- _Extrait à lire_
Politique enfin, dans le sens où, dans les régions exemptes de milices
« Interahamwe », les massacres ne s’y dérouleront qu’après les
y avoir exportés. Les cas de résistance contre les massacres opposés par les
populations des préfectures de Butare et de Gitarama ont été cités plus haut
dans le texte.
Les
motivations sont aussi économiques dans le sens où, surtout en milieu rural,
les massacres sont d’abord précédés de pillage de biens meubles, suivis
ensuite d’accaparement des terres des personnes éliminées. M. Niwese[110]
le rend dans ces termes :
« Il
fallait voir avec quelle rapidité, hommes, femmes, et enfants pillaient la
maison de quelqu’un à qui on collait l’étiquette de tutsi. … Quelqu’un
pouvait être appelé tutsi tout simplement parce que sa vache était convoitée.
Il était illogique de lui ravir son bétail sans qu’il soit appelé ainsi. Et
lorsqu’il était appelé ainsi, son sort était connu ».
La
paysannerie était en effet entrée depuis longtemps dans une situation extrême
de pression sur les ressources[111]
marquée par des conflits fonciers, par un déficit alimentaire chronique et par
une famine endémique. C’est dire que la spéculation foncière reste un
ressort important de l’implication de beaucoup de personnes de conditions
modestes dans les massacres. Assurés par avance de l’impunité, on peut
notamment saisir pourquoi ces personnes ont été enrôlées en grand nombre
dans le crime et pourquoi les massacres ont été exécutés avec une telle
ampleur et avec autant de rapidité.
c.
Le
génocide tutsi est de type rétributif.
Le
génocide rwandais est aussi rétributif[112]
dans le sens où il a été organisé et a pris forme en réaction à une menace
- réelle ou imaginaire – en provenance du groupe victime. A la suite de
l’assassinat du Président Habyarimana, assassinat qui est plus qu’un coup
d’Etat, son auteur, en l’occurrence le FPR, veut accéder aux commandes de
l’Etat après avoir décapité complètement les institutions publiques et après
avoir lancé une guerre éclair. Voyant la probabilité élevée pour le FPR de
victoire militaire et de prise de pouvoir, à son tour « l’akazu »,
opère son propre coup d’Etat et procède à l’élimination de la base
politique potentielle du FPR, à savoir les tutsi, et de ses alliés politiques,
c’est-à-dire les hutu de l’opposition.
L’on
se rappellera effectivement qu’en date du 15 février 1994, M. Joseph
Nzirorera, secrétaire national du MRND, chef incontesté des « Interahamwe »
et ténor du courant ultra de « l’akazu », avait tenu aux délégués
de la société civile des propos accréditant cette vision défensive de la
commission du génocide[113].
Aussi, la radio RTLM, dans le but d’inciter au génocide, a-t-elle puisé
dans le registre de la résistance populaire contre un nouvel asservissement des
hutu en cas de victoire du FPR. Il a martelé la cervelle des gens en parlant
des tueries systématiques réelles perpétrées des hutu de la zone sous son
contrôle par la rébellion. Il a stigmatisé le sort du million de réfugiés,
déracinés, tombés dans la misère et dans l’errance à cause du FPR,
fatalité que risquait de subir ensuite l’ensemble de la population hutu.

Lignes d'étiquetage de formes
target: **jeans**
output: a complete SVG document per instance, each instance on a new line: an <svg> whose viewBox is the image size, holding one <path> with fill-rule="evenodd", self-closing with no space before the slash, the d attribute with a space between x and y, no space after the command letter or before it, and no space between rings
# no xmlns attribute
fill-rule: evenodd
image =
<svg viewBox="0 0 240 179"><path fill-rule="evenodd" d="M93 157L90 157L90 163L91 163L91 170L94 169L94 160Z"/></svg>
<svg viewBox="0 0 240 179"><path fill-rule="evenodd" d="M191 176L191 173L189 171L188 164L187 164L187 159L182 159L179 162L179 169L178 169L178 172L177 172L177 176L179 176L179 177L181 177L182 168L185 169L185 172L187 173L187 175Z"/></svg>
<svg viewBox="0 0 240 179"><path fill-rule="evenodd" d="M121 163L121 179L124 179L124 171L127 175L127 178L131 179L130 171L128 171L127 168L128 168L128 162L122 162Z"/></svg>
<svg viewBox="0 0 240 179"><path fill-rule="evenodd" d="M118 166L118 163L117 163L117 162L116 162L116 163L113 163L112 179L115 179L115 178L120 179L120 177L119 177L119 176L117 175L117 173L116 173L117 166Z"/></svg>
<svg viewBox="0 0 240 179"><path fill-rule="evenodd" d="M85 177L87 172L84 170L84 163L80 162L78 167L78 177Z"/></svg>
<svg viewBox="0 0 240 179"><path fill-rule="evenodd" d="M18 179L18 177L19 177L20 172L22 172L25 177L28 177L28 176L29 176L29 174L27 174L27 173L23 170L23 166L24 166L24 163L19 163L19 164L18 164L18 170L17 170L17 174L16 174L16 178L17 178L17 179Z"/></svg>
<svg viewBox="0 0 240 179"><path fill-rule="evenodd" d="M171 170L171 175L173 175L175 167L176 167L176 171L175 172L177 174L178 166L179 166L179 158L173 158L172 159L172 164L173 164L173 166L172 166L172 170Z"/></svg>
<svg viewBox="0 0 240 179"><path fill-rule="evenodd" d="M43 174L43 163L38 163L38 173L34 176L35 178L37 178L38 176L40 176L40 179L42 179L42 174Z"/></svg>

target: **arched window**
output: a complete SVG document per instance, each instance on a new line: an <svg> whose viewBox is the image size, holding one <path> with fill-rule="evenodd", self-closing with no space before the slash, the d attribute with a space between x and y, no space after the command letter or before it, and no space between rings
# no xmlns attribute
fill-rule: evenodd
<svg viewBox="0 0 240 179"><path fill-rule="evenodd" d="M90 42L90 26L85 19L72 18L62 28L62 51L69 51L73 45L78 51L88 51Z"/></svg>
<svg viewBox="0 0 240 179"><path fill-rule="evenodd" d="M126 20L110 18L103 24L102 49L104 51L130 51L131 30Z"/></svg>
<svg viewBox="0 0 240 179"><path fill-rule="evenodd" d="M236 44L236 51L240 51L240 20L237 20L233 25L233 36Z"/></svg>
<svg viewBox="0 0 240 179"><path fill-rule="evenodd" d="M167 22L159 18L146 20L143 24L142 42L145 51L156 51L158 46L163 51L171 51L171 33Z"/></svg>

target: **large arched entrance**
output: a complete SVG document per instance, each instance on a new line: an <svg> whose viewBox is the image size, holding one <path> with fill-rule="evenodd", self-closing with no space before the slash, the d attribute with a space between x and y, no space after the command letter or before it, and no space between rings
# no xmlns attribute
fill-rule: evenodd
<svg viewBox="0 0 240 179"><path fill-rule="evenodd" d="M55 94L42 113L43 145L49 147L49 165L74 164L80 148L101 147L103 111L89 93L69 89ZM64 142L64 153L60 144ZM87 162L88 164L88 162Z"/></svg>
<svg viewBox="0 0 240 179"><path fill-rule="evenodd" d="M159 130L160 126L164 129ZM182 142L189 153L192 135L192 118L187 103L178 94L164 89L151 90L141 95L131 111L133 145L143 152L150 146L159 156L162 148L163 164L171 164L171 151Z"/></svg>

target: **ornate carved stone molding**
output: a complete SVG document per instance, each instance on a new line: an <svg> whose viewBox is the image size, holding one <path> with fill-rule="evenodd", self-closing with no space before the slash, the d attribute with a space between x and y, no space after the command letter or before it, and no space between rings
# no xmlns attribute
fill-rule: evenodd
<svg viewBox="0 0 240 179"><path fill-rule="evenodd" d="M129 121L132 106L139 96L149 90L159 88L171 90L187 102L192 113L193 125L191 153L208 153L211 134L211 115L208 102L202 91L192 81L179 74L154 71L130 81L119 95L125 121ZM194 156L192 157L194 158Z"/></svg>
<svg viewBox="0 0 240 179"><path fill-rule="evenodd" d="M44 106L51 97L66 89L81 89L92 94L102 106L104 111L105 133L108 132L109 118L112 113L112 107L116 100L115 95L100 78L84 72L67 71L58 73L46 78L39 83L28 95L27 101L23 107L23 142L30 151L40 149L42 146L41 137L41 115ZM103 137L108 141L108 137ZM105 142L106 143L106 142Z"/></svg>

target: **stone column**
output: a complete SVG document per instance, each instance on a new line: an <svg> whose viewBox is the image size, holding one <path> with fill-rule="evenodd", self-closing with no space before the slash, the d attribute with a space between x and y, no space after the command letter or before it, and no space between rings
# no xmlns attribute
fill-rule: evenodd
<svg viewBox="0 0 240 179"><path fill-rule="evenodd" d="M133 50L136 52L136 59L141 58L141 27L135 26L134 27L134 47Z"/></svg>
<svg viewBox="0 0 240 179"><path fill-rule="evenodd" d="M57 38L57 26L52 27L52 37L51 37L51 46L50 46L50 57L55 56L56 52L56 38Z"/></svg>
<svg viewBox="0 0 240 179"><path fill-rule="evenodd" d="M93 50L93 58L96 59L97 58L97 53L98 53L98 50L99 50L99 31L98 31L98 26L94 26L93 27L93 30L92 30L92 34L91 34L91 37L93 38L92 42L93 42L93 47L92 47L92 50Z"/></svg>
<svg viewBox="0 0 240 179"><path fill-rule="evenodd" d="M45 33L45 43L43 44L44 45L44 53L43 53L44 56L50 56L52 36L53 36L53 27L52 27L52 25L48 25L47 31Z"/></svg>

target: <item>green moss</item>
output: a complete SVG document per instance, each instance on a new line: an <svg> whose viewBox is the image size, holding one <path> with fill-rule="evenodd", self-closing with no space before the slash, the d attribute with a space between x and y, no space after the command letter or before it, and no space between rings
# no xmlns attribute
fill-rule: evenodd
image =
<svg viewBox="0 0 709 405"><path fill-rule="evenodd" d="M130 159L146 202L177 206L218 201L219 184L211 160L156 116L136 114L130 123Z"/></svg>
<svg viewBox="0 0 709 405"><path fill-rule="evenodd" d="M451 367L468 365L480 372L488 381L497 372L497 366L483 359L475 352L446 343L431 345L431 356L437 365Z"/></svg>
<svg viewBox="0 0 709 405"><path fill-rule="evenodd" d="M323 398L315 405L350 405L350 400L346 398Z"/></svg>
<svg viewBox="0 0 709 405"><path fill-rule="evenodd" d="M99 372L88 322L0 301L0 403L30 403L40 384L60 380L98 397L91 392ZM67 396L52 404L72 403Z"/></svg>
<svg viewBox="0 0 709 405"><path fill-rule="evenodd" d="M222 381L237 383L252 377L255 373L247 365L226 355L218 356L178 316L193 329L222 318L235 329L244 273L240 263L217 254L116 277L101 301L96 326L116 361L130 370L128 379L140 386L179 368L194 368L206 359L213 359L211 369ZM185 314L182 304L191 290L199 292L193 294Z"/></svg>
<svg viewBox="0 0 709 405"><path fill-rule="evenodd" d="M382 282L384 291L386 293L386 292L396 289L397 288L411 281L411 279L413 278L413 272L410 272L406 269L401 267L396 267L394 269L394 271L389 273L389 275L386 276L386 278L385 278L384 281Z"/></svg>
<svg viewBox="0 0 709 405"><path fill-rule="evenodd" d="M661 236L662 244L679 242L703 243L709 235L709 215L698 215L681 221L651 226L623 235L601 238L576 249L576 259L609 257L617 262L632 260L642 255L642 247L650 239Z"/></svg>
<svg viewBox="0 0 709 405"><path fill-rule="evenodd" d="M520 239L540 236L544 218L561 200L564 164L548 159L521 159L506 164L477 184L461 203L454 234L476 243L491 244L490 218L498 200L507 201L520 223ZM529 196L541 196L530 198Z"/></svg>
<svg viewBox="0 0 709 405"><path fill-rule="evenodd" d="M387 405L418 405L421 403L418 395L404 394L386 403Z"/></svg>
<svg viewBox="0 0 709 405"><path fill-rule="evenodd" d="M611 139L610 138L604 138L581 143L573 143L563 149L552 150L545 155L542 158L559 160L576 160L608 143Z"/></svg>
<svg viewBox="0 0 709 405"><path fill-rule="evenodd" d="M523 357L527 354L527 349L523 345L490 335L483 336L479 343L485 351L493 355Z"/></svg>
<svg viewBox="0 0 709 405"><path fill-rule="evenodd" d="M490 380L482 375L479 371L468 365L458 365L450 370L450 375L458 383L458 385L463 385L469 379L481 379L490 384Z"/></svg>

- _Travail à faire_
A. D'après l'extrait, à quelle date Joseph Nzirorera a-t-il tenu ses propos devant les délégués de la société civile ?
B. Résumez sous forme de liste le paragraphe de l'extrait qui commence par « La paysannerie était en effet », en gardant ses faits principaux.
Les lignes ne jouent aucun rôle dans ce travail.

- _Réponses par tâche_
A. Le 15 février 1994.

B.
- La paysannerie subissait depuis longtemps une pression extrême sur les ressources, avec des conflits fonciers, un déficit alimentaire chronique et une famine endémique.
- La spéculation foncière explique en bonne partie pourquoi beaucoup de personnes de conditions modestes ont pris part aux massacres.
- Assurées de l'impunité, ces personnes ont été enrôlées en grand nombre, ce qui explique l'ampleur et la rapidité des massacres.